Your job is to return every line in the data holding the string "instance".

● **DATA TO EXAMINE**:
--- START ---
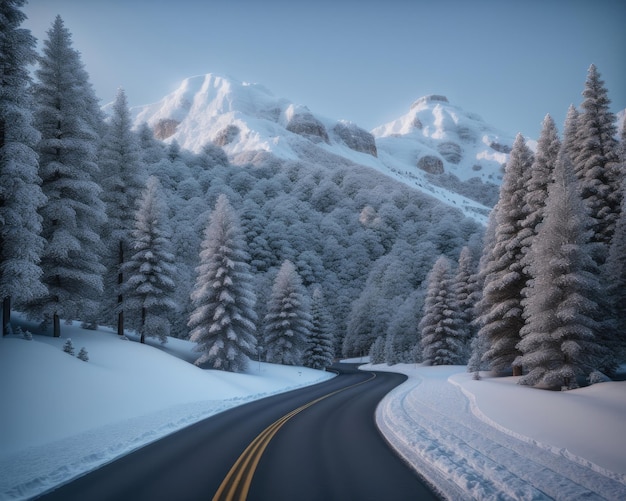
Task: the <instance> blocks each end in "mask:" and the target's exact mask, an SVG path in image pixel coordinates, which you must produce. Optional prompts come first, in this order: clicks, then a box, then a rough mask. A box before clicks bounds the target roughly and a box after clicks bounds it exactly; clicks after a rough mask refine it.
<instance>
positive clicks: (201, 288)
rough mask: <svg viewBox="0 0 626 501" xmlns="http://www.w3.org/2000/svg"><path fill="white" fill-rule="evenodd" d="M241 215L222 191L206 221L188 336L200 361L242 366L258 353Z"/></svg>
mask: <svg viewBox="0 0 626 501" xmlns="http://www.w3.org/2000/svg"><path fill="white" fill-rule="evenodd" d="M245 246H246V243H245V238H244V236H243V232H242V231H241V227H240V223H239V218H238V215H237V213H236V212H235V211H234V210H233V208H232V206H231V205H230V203H229V202H228V199H227V198H226V195H220V196H219V197H218V199H217V202H216V204H215V209H214V210H213V212H212V213H211V216H210V220H209V224H208V225H207V227H206V230H205V234H204V240H203V242H202V250H201V252H200V265H199V266H198V267H197V268H196V271H197V279H196V284H195V288H194V290H193V292H192V293H191V300H192V302H193V306H194V310H193V312H192V314H191V316H190V318H189V323H188V326H189V327H190V329H191V333H190V337H189V339H190V340H191V341H193V342H195V343H197V346H196V351H199V352H201V353H202V354H201V355H200V357H199V358H198V359H197V360H196V362H195V364H196V365H203V364H205V363H206V364H207V365H208V367H210V368H213V369H221V370H228V371H242V370H244V369H245V367H246V365H247V363H248V359H249V358H250V357H252V356H254V355H255V353H256V338H255V336H254V334H255V329H256V327H255V321H256V318H257V317H256V312H255V310H254V304H255V300H256V298H255V295H254V291H253V286H252V275H251V274H250V268H249V265H248V259H249V257H248V254H247V252H246V250H245Z"/></svg>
--- END ---
● **TASK SOLUTION**:
Task: the <instance> blocks each end in "mask:" and the target's exact mask, an SVG path in image pixel coordinates, which you must produce. Optional prompts come first, in this order: clicks, then a box, then a rough mask. A box before clicks bounds the target roughly and a box after clicks bounds it exactly; clicks after a rough mask refine it.
<instance>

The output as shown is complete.